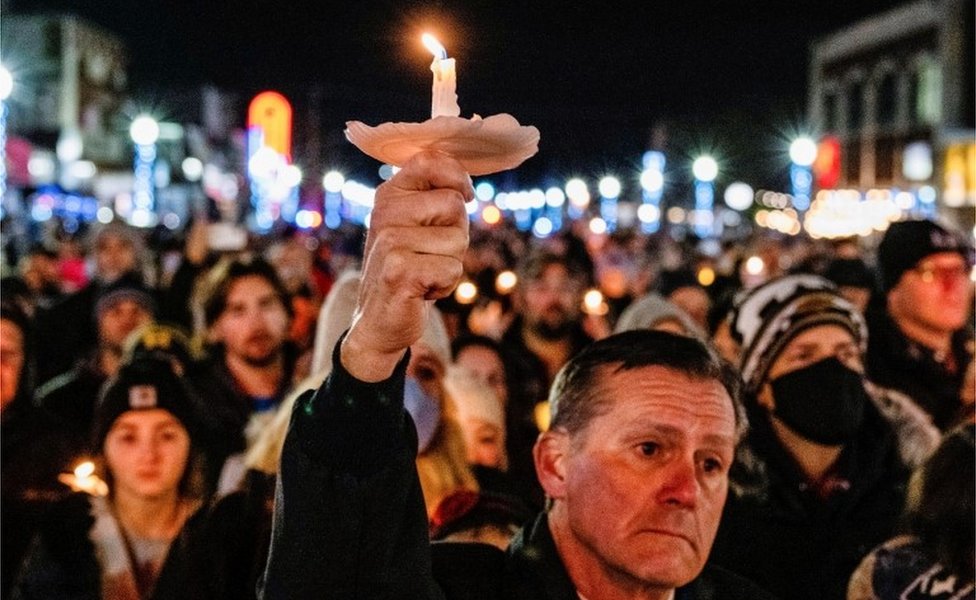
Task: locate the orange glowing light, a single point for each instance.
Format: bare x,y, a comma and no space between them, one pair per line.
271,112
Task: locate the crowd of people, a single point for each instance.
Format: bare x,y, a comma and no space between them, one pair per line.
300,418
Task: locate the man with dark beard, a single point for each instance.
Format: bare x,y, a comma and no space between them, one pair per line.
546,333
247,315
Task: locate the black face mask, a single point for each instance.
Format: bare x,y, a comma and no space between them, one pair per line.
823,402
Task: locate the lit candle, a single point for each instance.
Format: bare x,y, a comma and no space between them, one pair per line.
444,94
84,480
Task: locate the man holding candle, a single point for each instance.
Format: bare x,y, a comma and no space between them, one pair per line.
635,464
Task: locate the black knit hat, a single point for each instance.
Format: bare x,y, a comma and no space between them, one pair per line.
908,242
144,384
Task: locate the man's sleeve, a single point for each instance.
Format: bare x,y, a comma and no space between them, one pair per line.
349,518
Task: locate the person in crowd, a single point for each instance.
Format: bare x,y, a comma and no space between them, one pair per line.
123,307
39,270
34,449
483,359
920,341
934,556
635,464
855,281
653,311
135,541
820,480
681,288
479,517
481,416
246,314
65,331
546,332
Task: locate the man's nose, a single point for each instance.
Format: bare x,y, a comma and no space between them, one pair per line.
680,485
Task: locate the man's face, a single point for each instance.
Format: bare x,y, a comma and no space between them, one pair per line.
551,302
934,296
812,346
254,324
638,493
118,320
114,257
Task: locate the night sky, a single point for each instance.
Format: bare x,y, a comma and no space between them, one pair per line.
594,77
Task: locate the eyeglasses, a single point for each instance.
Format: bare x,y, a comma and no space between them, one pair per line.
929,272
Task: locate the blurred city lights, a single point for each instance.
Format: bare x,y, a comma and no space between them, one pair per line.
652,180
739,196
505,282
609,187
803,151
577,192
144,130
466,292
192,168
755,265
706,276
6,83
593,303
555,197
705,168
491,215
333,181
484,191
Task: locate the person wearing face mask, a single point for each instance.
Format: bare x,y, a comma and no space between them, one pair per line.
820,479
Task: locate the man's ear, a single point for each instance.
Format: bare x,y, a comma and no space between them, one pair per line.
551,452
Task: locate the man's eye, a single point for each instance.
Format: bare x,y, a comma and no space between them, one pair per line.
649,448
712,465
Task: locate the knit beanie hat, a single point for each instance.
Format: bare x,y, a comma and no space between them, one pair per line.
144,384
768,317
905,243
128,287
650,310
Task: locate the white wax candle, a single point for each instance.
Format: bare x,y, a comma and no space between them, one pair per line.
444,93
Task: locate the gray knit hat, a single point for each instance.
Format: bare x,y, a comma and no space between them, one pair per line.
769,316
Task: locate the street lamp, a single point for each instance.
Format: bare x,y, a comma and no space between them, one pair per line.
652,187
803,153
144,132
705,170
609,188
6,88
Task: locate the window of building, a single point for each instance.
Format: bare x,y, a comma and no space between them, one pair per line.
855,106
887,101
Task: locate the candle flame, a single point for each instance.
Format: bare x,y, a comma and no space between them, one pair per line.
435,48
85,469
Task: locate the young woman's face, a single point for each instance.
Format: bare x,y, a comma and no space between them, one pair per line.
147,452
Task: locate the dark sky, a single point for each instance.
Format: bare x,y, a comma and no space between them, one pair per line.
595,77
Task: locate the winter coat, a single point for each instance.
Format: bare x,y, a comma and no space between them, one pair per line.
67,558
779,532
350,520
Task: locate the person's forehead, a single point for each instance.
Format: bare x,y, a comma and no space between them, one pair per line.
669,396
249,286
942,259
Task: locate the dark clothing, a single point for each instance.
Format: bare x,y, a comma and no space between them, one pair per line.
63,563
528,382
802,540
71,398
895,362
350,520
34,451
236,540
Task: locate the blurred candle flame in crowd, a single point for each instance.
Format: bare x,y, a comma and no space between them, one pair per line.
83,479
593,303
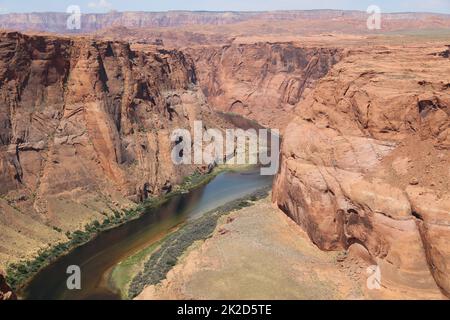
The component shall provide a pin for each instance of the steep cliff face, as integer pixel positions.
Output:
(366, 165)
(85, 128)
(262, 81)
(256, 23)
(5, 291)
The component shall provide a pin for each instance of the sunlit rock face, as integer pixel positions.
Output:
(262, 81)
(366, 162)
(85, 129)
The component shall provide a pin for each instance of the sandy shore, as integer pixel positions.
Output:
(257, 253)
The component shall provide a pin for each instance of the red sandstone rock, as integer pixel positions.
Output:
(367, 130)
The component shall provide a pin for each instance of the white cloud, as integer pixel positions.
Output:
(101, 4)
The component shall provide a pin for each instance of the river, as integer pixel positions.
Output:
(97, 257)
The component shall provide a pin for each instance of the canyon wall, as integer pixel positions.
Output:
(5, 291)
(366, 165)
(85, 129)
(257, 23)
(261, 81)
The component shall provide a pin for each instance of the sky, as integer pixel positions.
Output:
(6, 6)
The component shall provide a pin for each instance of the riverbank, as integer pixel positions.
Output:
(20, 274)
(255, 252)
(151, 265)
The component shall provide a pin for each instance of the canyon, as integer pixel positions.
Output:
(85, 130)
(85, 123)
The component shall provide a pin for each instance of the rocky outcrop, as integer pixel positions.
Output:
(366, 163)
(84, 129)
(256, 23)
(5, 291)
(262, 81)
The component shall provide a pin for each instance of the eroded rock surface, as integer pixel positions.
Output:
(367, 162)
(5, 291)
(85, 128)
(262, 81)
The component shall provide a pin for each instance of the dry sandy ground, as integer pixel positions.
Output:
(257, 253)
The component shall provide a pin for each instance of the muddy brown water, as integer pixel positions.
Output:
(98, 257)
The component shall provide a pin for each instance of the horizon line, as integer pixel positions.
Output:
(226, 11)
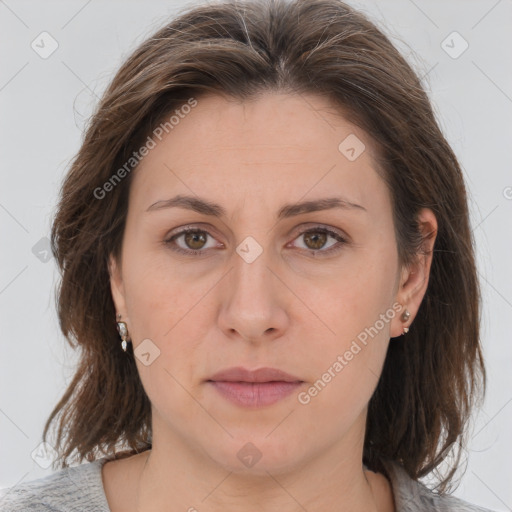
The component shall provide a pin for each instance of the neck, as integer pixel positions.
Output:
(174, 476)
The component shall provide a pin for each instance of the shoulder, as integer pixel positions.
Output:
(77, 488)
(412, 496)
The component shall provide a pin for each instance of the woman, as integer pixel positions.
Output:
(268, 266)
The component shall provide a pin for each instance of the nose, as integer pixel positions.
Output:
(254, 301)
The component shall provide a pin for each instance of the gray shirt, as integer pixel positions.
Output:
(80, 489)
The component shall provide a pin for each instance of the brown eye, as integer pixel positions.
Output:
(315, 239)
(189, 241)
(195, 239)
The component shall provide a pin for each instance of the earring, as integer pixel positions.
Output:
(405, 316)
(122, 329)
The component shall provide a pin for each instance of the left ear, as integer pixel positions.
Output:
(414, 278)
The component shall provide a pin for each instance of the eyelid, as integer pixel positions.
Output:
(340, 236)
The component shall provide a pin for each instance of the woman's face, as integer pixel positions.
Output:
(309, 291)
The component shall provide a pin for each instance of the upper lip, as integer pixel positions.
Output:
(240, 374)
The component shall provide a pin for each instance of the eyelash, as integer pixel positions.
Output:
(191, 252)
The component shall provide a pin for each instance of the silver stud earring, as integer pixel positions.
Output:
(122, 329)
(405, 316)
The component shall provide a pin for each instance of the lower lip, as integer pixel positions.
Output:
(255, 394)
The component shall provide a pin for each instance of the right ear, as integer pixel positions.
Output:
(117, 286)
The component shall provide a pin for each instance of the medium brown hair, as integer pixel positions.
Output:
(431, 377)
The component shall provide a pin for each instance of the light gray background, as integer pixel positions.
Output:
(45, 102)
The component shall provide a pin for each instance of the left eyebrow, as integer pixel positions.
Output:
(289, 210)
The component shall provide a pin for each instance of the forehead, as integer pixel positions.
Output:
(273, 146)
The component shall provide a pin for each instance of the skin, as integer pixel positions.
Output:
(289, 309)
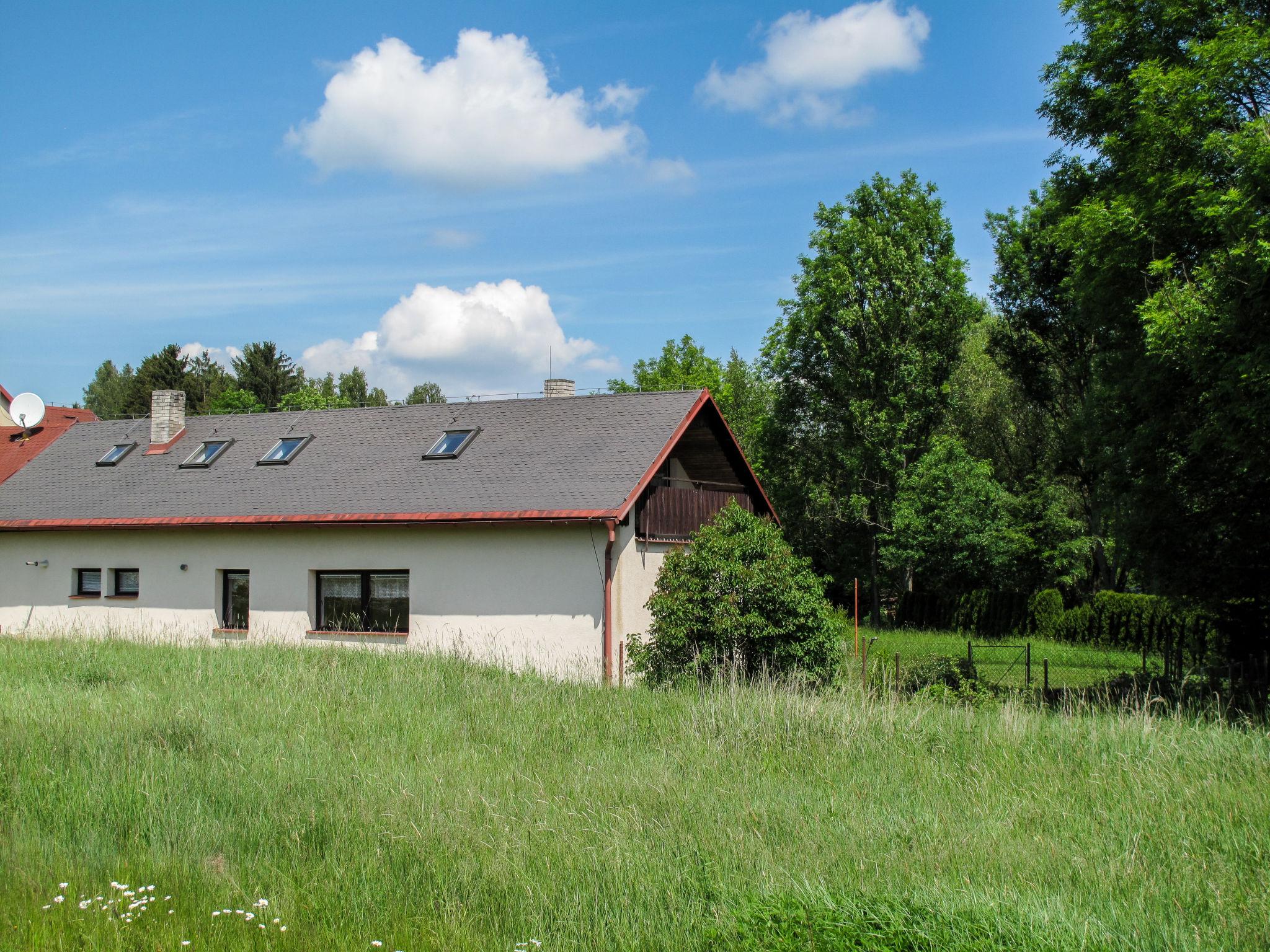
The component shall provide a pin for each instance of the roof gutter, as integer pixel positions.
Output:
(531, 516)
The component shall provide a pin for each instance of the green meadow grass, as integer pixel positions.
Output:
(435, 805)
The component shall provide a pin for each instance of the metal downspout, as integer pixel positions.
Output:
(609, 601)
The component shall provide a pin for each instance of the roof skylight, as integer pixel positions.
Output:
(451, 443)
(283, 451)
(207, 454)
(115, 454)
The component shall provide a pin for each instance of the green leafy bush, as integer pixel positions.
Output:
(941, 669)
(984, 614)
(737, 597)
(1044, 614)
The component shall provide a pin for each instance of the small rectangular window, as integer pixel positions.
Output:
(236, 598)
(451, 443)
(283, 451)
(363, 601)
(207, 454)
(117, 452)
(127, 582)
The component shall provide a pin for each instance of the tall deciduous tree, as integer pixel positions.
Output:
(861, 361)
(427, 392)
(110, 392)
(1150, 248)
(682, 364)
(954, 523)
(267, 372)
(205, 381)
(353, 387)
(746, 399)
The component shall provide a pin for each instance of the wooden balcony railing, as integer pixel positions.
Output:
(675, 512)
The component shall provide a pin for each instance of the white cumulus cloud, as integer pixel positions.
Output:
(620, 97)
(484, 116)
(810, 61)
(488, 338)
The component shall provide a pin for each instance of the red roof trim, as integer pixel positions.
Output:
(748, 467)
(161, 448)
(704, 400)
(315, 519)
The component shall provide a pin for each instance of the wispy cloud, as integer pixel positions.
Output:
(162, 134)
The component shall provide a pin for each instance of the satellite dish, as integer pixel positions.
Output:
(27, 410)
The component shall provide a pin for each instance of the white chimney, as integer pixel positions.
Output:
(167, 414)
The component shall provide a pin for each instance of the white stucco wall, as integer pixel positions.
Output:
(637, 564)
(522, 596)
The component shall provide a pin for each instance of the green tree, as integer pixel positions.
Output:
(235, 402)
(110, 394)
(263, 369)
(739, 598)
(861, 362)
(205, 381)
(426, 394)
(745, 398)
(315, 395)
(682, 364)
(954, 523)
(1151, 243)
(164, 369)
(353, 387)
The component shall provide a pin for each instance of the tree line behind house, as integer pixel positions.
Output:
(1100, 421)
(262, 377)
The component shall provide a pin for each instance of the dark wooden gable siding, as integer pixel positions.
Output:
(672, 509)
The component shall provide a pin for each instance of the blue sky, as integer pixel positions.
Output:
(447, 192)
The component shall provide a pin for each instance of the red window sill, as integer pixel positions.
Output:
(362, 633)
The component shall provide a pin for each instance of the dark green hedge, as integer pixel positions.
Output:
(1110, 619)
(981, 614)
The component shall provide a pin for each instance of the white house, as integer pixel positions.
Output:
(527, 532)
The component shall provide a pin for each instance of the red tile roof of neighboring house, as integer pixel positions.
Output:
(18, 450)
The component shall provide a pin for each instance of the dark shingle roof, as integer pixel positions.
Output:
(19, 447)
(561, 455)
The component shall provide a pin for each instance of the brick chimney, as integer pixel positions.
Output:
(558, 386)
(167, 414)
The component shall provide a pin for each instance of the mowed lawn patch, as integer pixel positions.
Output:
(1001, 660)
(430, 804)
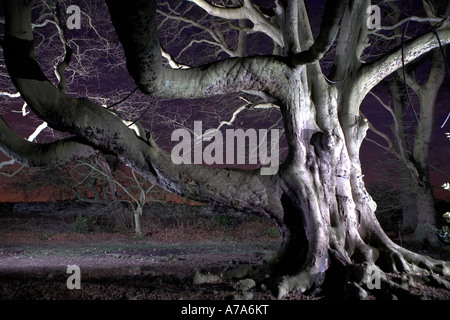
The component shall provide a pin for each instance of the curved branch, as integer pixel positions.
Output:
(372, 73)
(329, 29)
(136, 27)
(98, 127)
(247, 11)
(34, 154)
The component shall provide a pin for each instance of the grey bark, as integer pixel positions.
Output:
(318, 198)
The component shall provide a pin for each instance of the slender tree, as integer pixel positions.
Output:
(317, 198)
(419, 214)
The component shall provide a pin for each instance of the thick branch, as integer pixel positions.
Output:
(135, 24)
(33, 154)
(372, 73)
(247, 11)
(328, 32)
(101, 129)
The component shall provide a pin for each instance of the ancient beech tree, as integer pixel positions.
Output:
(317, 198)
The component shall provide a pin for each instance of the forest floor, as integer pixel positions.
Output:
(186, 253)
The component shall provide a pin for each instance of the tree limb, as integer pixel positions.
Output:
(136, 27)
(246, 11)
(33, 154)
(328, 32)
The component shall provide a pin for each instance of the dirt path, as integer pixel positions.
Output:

__________

What the task requires - The lines to reproduce run from the one that contains "curved branch, as integer pixel positions." through the last line above; copy them exactly.

Correct result -
The component shall provide a pin for each instance of the curved branch, as integer pixel positions.
Output:
(372, 73)
(329, 29)
(136, 27)
(98, 127)
(247, 11)
(34, 154)
The component shall provide a pin for each instance of the grey bark, as integer pixel positions.
Output:
(318, 198)
The component shall provide a pin for each instance of the slender tree, as integer pixel positions.
Output:
(317, 198)
(419, 214)
The component shall provide a pin for each instance of the thick branch, as integer pixel positions.
Output:
(135, 24)
(33, 154)
(372, 73)
(247, 11)
(328, 32)
(101, 129)
The component shall provide a pin for each instance of the ancient beech tree, as integer pixel positions.
Output:
(317, 198)
The component shall provide a pin for each instance of the forest floor, as integer pixel positions.
Output:
(186, 253)
The component shall provide a pin for each instance of the tree limb, as integer pixel positions.
Output:
(136, 27)
(246, 11)
(33, 154)
(328, 32)
The component shall provide a pin for each instance of the dirt path, as integer pixel positions.
Output:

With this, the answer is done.